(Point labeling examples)
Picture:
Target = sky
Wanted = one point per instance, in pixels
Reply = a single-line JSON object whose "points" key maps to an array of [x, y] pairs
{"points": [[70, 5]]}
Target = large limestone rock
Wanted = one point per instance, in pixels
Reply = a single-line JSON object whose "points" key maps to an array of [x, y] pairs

STATED GOAL: Can you output every line of the records above as a numbered list, leaving out any blank lines?

FULL SOLUTION:
1. Picture:
2. Target = sky
3. Wanted = one point per instance, in pixels
4. Reply = a single-line JSON object whose "points" key maps to an array of [x, y] pairs
5. {"points": [[70, 5]]}
6. Target = large limestone rock
7. Wanted = one point per instance, in pixels
8. Reply = a single-line JSON object whose "points" key maps to an array of [x, y] pairs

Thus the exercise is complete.